## Exercise instructions
Please print each entry below exactly as it reads.

Region pointing data
########
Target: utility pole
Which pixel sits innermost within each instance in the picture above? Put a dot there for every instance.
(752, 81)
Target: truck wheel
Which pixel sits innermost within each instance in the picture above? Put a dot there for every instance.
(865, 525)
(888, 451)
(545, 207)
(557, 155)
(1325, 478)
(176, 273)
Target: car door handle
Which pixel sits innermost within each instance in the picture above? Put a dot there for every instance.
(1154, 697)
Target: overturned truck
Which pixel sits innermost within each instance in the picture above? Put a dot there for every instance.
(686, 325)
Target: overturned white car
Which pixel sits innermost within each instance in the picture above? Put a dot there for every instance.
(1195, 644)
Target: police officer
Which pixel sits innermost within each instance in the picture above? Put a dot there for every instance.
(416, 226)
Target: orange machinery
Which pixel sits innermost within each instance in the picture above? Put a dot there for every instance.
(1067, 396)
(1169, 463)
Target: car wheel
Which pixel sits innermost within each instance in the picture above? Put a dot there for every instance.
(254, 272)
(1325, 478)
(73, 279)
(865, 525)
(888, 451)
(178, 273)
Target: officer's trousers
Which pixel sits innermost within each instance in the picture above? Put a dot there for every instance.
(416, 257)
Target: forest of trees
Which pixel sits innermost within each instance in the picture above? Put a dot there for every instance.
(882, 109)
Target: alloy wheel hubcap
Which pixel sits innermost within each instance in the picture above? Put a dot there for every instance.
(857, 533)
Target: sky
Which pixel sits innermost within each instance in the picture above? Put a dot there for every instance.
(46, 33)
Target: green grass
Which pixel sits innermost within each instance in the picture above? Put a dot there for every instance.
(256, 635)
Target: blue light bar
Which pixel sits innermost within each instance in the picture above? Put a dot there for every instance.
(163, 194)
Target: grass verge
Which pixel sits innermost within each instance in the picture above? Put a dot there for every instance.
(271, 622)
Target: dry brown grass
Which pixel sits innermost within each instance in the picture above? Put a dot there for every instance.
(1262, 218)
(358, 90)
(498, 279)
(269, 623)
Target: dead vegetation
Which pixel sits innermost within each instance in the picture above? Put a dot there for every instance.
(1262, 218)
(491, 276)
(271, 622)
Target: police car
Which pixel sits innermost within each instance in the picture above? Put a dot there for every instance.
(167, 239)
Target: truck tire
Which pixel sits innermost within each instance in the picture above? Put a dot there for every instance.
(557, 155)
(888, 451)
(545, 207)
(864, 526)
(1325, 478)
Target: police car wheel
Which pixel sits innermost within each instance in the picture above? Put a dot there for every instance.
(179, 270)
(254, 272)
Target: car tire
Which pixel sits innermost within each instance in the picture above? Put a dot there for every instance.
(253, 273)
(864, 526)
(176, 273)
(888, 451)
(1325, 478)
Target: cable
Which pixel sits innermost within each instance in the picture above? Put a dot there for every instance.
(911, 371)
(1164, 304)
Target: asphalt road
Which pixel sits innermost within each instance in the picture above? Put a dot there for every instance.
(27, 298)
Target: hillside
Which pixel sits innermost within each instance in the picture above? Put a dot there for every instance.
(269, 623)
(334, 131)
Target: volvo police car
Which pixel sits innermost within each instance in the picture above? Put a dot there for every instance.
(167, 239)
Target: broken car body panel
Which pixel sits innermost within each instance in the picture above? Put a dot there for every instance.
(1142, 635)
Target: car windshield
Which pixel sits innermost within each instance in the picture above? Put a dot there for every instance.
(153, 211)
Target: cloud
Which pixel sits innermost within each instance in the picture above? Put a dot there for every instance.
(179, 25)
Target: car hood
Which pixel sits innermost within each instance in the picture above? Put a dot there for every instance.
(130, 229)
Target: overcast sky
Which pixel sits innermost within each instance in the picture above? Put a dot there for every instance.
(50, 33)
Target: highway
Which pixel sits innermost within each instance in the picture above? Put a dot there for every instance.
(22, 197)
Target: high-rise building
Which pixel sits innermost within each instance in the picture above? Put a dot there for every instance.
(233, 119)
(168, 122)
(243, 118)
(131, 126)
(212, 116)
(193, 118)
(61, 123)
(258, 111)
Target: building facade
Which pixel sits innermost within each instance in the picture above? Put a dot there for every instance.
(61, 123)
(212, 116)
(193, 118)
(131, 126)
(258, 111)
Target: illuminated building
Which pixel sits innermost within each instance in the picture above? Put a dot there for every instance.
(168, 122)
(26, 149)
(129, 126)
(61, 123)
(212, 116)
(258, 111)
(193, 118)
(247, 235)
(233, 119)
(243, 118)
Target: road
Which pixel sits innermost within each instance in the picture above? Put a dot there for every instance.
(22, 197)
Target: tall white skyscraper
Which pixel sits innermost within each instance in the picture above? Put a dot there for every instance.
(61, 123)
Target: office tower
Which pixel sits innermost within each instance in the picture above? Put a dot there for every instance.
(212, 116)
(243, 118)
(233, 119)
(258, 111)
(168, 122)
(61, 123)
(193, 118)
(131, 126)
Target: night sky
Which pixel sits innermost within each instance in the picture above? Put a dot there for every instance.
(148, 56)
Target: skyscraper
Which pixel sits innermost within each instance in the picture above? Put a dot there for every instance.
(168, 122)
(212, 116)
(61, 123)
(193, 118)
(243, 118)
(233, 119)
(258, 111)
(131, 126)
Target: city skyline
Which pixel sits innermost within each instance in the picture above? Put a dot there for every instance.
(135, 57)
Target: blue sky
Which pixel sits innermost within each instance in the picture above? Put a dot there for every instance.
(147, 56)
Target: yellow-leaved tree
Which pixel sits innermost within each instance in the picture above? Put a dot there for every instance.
########
## Response to the task
Target: utility pole
Which pixel sits innermost within each instance in the picture above? Put a dot there for every instance.
(752, 81)
Target: truck wheel
Which pixel sits innermost within each instance in the picture above? Put a dot there for every instance.
(865, 525)
(888, 451)
(545, 207)
(557, 155)
(1325, 478)
(176, 273)
Target: car door handle
Which pixel sits innermost within each instance in the picture above? Put a dot there for every instance.
(1154, 697)
Target: overturned truck
Which pixel sits innermost within each instance in the picture above? Put a dot there for every instance.
(686, 325)
Target: overturned white car
Which pixel sits innermost within each instance in the picture above? Put a dot there for every instance.
(1195, 644)
Target: police officer
Which pixel sits innermost within each instance in the picture above? Put a dot there for every instance.
(416, 226)
Target: orange machinery
Which pixel sits innermost within each instance in the picture above? Put a dot there for every instance.
(1067, 396)
(1169, 463)
Target: car wheel
Which pixel sits innermost within each instance in the picture above? Put a dot there for every instance.
(254, 272)
(1325, 478)
(73, 279)
(865, 525)
(888, 451)
(178, 273)
Target: officer's trousers
Which pixel sits innermost within each instance in the picture above? Put a dot there for every instance.
(416, 257)
Target: forest of trees
Which pixel sits innermost within each instance in the picture above? Put a dot there for every instance.
(882, 109)
Target: alloy wheel hubcap
Which pixel sits innermost within each instance in the picture above? Put a dot there for every instance.
(857, 533)
Target: sky
Which pixel sits innermost within each instance in the picture above? Put a dot there for every instance.
(46, 33)
Target: green grass
Which pixel sits innermost within each instance in the picture above? Put a dot there for every instance.
(256, 635)
Target: blue light bar
Which pixel sits innermost within each instance in the picture above? Put a dot there for every instance.
(163, 194)
Target: grass verge
Which pixel sits innermost within each instance in the picture above? Put a dot there for every instance.
(271, 622)
Target: dry brown grass
Which pixel sits innermost within each instance in the picture above? Put a dot there for every instance.
(1262, 218)
(358, 90)
(498, 279)
(269, 623)
Target: dead vegetation
Which pixel sits innermost within each instance in the picture above? Put a dot there for every instance.
(1262, 218)
(491, 276)
(271, 622)
Target: police car
Which pixel sits innermost within each instance in the picture above? Put a dot there for every instance.
(167, 239)
Target: truck tire
Which pixel sits innermost within each instance in the picture above? Put a dot there for every instance.
(557, 155)
(888, 451)
(545, 207)
(864, 526)
(1325, 478)
Target: police car wheel
Which pixel sits innermost within each instance in the picture above? Put a dot there for every instance.
(179, 270)
(254, 272)
Target: car tire
Which pixel sits innermost within each instance in the picture above? Put a dot there for every instance.
(253, 273)
(864, 526)
(176, 273)
(888, 451)
(1325, 478)
Target: cable
Which pixel sits innermost within each instance in the picture above? Put a dot there for every instance.
(911, 371)
(1164, 304)
Target: asphalt road
Which pixel sits innermost within each instance in the picture above? Put a dot there for every instance.
(27, 298)
Target: hillside
Which pixel sits innermost within each instance in the picture above? Put a dot there for every instance.
(269, 623)
(334, 131)
Target: volvo police car
Which pixel sits innermost within each instance in the picture above? Put a dot there for every instance.
(167, 239)
Target: broken car body panel
Which pixel sits innermost within each instance in the picture above? Put a dot there for every instance.
(1142, 635)
Target: car windshield
Which pixel sits innermost within each instance in the picture above? Put a dot there for every instance.
(153, 211)
Target: cloud
Which pixel sits innermost within each instance in the picture above? Put a dot there for every instance.
(179, 25)
Target: car hood
Which pixel sits innermost within each instance in the picture above? Put a dot there for every instance.
(130, 229)
Target: overcast sky
Which pixel sits innermost within each instance in the picture above? Put a dot there for every instance.
(50, 33)
Target: highway
Which pixel sits innermost within each instance in the picture above? Put a dot there for every instance.
(22, 197)
Target: high-rise building
Which pixel sits innermost within each instance in the picture above? Put a dot there for every instance.
(233, 119)
(168, 122)
(243, 118)
(131, 126)
(212, 116)
(193, 118)
(61, 123)
(258, 111)
Target: building facade
Which pixel sits innermost within each instance in the picture above? Put a dot there for every instance.
(61, 123)
(212, 116)
(193, 118)
(131, 126)
(258, 111)
Target: illuminated building
Which pixel sits innermost within each instance in the picture above? Put a dot there for every instance.
(168, 122)
(26, 149)
(129, 126)
(61, 123)
(212, 116)
(258, 111)
(193, 118)
(247, 235)
(233, 119)
(243, 118)
Target: road
Which pixel sits innermost within each instance in the picture above? Put a dot there for every instance.
(22, 197)
Target: tall white skyscraper
Which pixel sits innermost within each instance in the picture above? Put a dot there for every instance.
(61, 123)
Target: office tower
Which pixel sits innermost within each instance in the picture above? Put a dot there for every instance.
(212, 116)
(243, 118)
(233, 119)
(258, 111)
(168, 122)
(61, 123)
(193, 118)
(131, 126)
Target: night sky
Which pixel sits innermost within each instance in the picture above? Put a dot there for every instance.
(148, 56)
Target: skyscraper
Which pixel sits innermost within each instance in the picture above? Put a dot there for every instance.
(168, 122)
(212, 116)
(61, 123)
(193, 118)
(243, 118)
(233, 119)
(258, 111)
(131, 126)
Target: city skyline
Which pixel sits innermost within each instance in the picture above? Put a dot there for every instance.
(135, 57)
Target: blue sky
Which pixel sits innermost within each instance in the picture above? Put a dot there for every instance.
(147, 56)
Target: yellow-leaved tree
Which pixel sits innermost within each instance in the picture above? Put a dot there for every instance.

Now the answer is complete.